» Task statement:
An exact copy of the listing below is required, minus its pictures.

» Data extract:
----
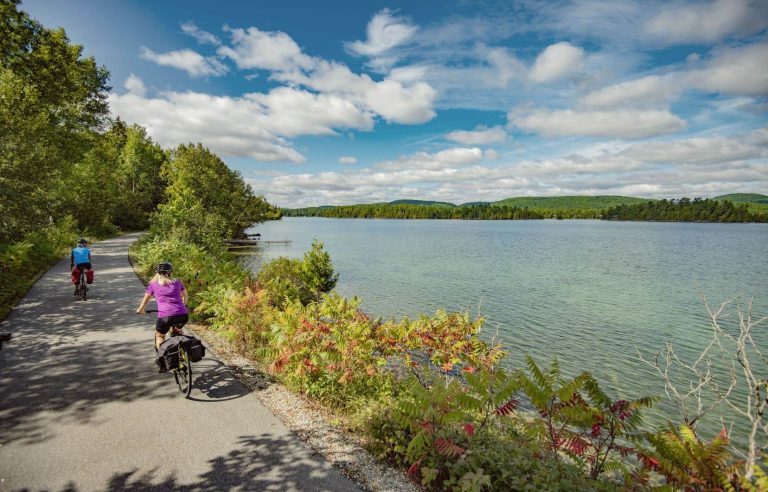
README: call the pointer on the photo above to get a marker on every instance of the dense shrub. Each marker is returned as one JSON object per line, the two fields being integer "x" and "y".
{"x": 22, "y": 261}
{"x": 287, "y": 280}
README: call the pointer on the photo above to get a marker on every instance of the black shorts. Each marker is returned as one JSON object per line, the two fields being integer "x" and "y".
{"x": 166, "y": 322}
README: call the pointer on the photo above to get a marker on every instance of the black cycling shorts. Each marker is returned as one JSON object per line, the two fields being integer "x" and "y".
{"x": 166, "y": 322}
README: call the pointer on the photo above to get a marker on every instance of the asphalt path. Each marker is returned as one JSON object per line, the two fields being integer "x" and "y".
{"x": 82, "y": 406}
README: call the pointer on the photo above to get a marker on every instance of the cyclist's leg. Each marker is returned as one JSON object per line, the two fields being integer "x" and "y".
{"x": 161, "y": 329}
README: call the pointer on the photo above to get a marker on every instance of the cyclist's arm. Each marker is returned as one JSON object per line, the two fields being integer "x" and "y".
{"x": 143, "y": 304}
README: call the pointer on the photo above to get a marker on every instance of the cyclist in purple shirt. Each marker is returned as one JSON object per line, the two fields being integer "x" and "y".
{"x": 171, "y": 301}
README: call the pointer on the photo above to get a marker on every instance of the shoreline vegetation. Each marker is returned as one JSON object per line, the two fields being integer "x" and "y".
{"x": 726, "y": 208}
{"x": 428, "y": 394}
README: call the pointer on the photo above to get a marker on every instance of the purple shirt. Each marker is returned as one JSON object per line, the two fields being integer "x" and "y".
{"x": 168, "y": 298}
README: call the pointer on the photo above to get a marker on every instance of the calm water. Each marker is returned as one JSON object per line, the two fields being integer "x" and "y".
{"x": 590, "y": 292}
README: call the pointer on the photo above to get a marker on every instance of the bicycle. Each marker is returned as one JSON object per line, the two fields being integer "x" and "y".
{"x": 183, "y": 372}
{"x": 81, "y": 288}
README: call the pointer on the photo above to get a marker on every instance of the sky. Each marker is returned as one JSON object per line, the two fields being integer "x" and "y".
{"x": 341, "y": 102}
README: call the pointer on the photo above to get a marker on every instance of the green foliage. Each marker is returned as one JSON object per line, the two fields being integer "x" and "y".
{"x": 200, "y": 270}
{"x": 317, "y": 270}
{"x": 397, "y": 210}
{"x": 326, "y": 350}
{"x": 51, "y": 101}
{"x": 21, "y": 261}
{"x": 565, "y": 203}
{"x": 685, "y": 210}
{"x": 206, "y": 201}
{"x": 290, "y": 280}
{"x": 689, "y": 463}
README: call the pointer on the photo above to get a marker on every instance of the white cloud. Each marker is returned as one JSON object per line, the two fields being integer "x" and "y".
{"x": 712, "y": 150}
{"x": 395, "y": 101}
{"x": 619, "y": 123}
{"x": 734, "y": 70}
{"x": 457, "y": 175}
{"x": 652, "y": 90}
{"x": 255, "y": 49}
{"x": 444, "y": 159}
{"x": 203, "y": 37}
{"x": 479, "y": 136}
{"x": 135, "y": 85}
{"x": 384, "y": 31}
{"x": 190, "y": 61}
{"x": 707, "y": 22}
{"x": 556, "y": 61}
{"x": 252, "y": 125}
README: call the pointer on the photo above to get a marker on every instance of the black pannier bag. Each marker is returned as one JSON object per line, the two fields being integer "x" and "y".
{"x": 194, "y": 347}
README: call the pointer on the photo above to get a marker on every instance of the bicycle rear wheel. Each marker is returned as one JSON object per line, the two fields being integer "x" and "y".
{"x": 183, "y": 374}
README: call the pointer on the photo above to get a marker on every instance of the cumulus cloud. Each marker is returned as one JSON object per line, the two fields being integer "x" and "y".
{"x": 652, "y": 90}
{"x": 618, "y": 123}
{"x": 385, "y": 31}
{"x": 467, "y": 179}
{"x": 707, "y": 22}
{"x": 203, "y": 37}
{"x": 190, "y": 61}
{"x": 255, "y": 49}
{"x": 712, "y": 150}
{"x": 395, "y": 101}
{"x": 253, "y": 125}
{"x": 556, "y": 61}
{"x": 444, "y": 159}
{"x": 479, "y": 136}
{"x": 733, "y": 70}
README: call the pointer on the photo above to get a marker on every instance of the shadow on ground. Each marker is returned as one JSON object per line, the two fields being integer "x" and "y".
{"x": 249, "y": 466}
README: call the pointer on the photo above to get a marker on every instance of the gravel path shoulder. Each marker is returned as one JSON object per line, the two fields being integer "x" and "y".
{"x": 311, "y": 423}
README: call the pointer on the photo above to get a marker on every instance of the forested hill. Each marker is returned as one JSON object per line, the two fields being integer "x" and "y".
{"x": 568, "y": 207}
{"x": 756, "y": 203}
{"x": 599, "y": 202}
{"x": 413, "y": 211}
{"x": 686, "y": 210}
{"x": 562, "y": 207}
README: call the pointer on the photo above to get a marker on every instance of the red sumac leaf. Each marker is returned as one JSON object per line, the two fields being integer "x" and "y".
{"x": 414, "y": 468}
{"x": 508, "y": 407}
{"x": 469, "y": 429}
{"x": 448, "y": 448}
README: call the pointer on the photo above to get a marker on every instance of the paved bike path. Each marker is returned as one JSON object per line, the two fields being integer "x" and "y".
{"x": 83, "y": 408}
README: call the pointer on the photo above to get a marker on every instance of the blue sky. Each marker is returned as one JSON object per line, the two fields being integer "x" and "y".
{"x": 321, "y": 103}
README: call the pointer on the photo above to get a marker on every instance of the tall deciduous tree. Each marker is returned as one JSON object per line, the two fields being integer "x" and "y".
{"x": 51, "y": 100}
{"x": 206, "y": 201}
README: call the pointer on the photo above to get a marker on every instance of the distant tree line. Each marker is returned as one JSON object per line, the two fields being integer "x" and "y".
{"x": 408, "y": 211}
{"x": 685, "y": 210}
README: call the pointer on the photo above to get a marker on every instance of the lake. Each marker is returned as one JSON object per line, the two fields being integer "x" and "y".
{"x": 591, "y": 292}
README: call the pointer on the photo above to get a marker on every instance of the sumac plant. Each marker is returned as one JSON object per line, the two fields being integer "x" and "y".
{"x": 579, "y": 420}
{"x": 442, "y": 423}
{"x": 325, "y": 349}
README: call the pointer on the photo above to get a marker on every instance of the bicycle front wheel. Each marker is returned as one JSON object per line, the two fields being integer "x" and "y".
{"x": 183, "y": 374}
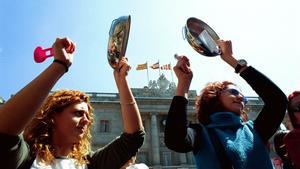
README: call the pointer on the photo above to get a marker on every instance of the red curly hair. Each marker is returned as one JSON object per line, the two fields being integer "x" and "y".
{"x": 38, "y": 134}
----
» Expected answer:
README: call the pointer on the photo above to get a marker on every instance of the dense shrub. Each marker is returned as one JSON object per line, the two fields being integer "x" and "y".
{"x": 22, "y": 261}
{"x": 287, "y": 280}
README: call the pointer on the photo above to get a marker on every instance of the black shorts. Each marker is returned as one JSON object per line, the two fields being integer "x" and "y".
{"x": 166, "y": 322}
README: call the pointer on the photo above to get a marker on every instance of the black cycling shorts. Each marker is returned as one JSON object per line, the two fields being integer "x" and "y".
{"x": 166, "y": 322}
README: call the pointer on the photo above to get a marker on every instance of the asphalt path. Each marker is returned as one JSON object per line, the two fields being integer "x" and "y".
{"x": 82, "y": 406}
README: call the pointer on the photo above to get a marker on every instance of the cyclist's leg. Each marker is returned as one JSON object per line, the two fields being integer "x" and "y".
{"x": 161, "y": 329}
README: call the pointer on the photo above to get a marker on every instance of the cyclist's arm. Each marker is returned as one JSON object per line, the two fields being integer "x" and "y".
{"x": 143, "y": 304}
README: call the pointer on the photo above to get a marker on every instance of the cyclist in purple shirt. Each marker is returned as one JSON object per line, the two fields being integer "x" and "y".
{"x": 171, "y": 301}
README: call the pointer on the photo above to get a marker on every instance of the shoreline vegetation. Each marker is returned as one JSON object per line, the two fields being integer "x" and "y".
{"x": 726, "y": 208}
{"x": 428, "y": 394}
README: call the pointer on the photo above to get a marker on every instance of the purple shirt. Each marker is returned as one JSON object per line, the two fields being integer "x" and "y".
{"x": 168, "y": 298}
README: call the pointer on the photo above to get a marker on every instance of the calm water. Each marker is returned as one JSON object per line, the two fields being integer "x" and "y".
{"x": 590, "y": 292}
README: call the pointer on the photo above to get a marker on every instance of the bicycle. Each marker is returned as one JSON object per line, the two fields being integer "x" and "y".
{"x": 183, "y": 372}
{"x": 81, "y": 288}
README: call the pointer on the photo above to get a marker on every instance of the sky. Each marker is returned as one JSON object per line, the two fields being integer "x" and "y".
{"x": 341, "y": 102}
README: call the pointer on the photo above to get a marker on every instance of the green foliage. Each marker is returned as one JSON object per line, the two fields being integer "x" and "y".
{"x": 200, "y": 270}
{"x": 317, "y": 270}
{"x": 397, "y": 210}
{"x": 326, "y": 350}
{"x": 51, "y": 101}
{"x": 21, "y": 261}
{"x": 565, "y": 203}
{"x": 685, "y": 210}
{"x": 206, "y": 201}
{"x": 290, "y": 280}
{"x": 689, "y": 463}
README: call the pointer on the photo above to get a marker on every instance of the white cloud. Each marker is returned as one JSON object per line, the two fields being integer "x" and "y".
{"x": 712, "y": 150}
{"x": 395, "y": 101}
{"x": 619, "y": 123}
{"x": 734, "y": 70}
{"x": 457, "y": 175}
{"x": 652, "y": 90}
{"x": 255, "y": 49}
{"x": 444, "y": 159}
{"x": 203, "y": 37}
{"x": 479, "y": 136}
{"x": 135, "y": 85}
{"x": 384, "y": 31}
{"x": 190, "y": 61}
{"x": 707, "y": 22}
{"x": 556, "y": 61}
{"x": 252, "y": 125}
README: call the pointer on the photo above to get a marker on every instance of the black pannier bag. Each marker is returned as one JSON object per line, the two fields being integer "x" and "y".
{"x": 194, "y": 347}
README: call the pointer on the photo above to get a marker on every instance of the bicycle rear wheel. Each marker is returned as one JSON object per line, the two fields being integer "x" and "y".
{"x": 183, "y": 374}
README: call the pointer on the photo above to get a marker on every instance of the cumulus cloud. Each marker is returned as one JSON object per line, the two fields being integer "x" and "y".
{"x": 652, "y": 90}
{"x": 618, "y": 123}
{"x": 385, "y": 31}
{"x": 467, "y": 179}
{"x": 707, "y": 22}
{"x": 203, "y": 37}
{"x": 190, "y": 61}
{"x": 255, "y": 49}
{"x": 712, "y": 150}
{"x": 395, "y": 101}
{"x": 253, "y": 125}
{"x": 556, "y": 61}
{"x": 444, "y": 159}
{"x": 479, "y": 136}
{"x": 733, "y": 70}
README: call the pointer on the photo above to get a marker on every instance of the shadow on ground. Each marker is returned as one JSON object per line, the two fields being integer "x" and "y".
{"x": 249, "y": 466}
README: call the pointer on the photo above to get a marker on every instance of the gravel path shoulder. Each marker is returned as one JSON object per line, the two fields being integer "x" and "y".
{"x": 311, "y": 423}
README: call the pointer on the photo above to get a marker on every instance of the forested hill. Each marker is returned as one JSON object per line, the two fields being integer "x" and "y".
{"x": 568, "y": 207}
{"x": 756, "y": 203}
{"x": 599, "y": 202}
{"x": 413, "y": 211}
{"x": 686, "y": 210}
{"x": 562, "y": 207}
README: call the pointer on the photo above to get a marker on every instance of the red sumac leaf. Each marker is returned as one JSON object per line, the two fields being integer "x" and "y".
{"x": 414, "y": 468}
{"x": 508, "y": 407}
{"x": 469, "y": 429}
{"x": 448, "y": 448}
README: call the pointer on the photo above to get a marker on every instance of the paved bike path. Each marker is returned as one JSON object per line, the two fields being integer "x" and "y".
{"x": 83, "y": 408}
README: call the pointer on the photo above to get a marker on every instance of the blue sky. Each marker is returned as one JSON object per line, the two fields being integer "x" and "y".
{"x": 321, "y": 103}
README: call the pointer on the photo above to get a marker on every instance of the tall deciduous tree. Each marker is returned as one JSON object per line, the two fields being integer "x" and "y".
{"x": 51, "y": 100}
{"x": 206, "y": 201}
README: call the pointer on the photo above to get a marker on every instance of the distant tree line. Each marker is returned as one JSON object per line, the two fields being integer "x" and "y".
{"x": 408, "y": 211}
{"x": 685, "y": 210}
README: call the pointer on the photo above to get a marker on every instance of the lake. Each marker is returned as one JSON object per line, the two fields being integer "x" and "y".
{"x": 591, "y": 292}
README: call the pointer on the photo above to get a marker on every instance of the sumac plant. Each marker is returned as one JSON object per line, the two fields being integer "x" and "y".
{"x": 579, "y": 420}
{"x": 442, "y": 423}
{"x": 325, "y": 349}
README: call the pointer on the photo above to get a marker on every instance of the bicycle front wheel. Each marker is returned as one JSON object per line, the two fields being integer "x" and "y".
{"x": 183, "y": 374}
README: call the pointer on the photo above to get a marker on every instance of the red curly hair. Each marker is returned as one JSON object per line, the two fields being integer "x" and "y".
{"x": 38, "y": 134}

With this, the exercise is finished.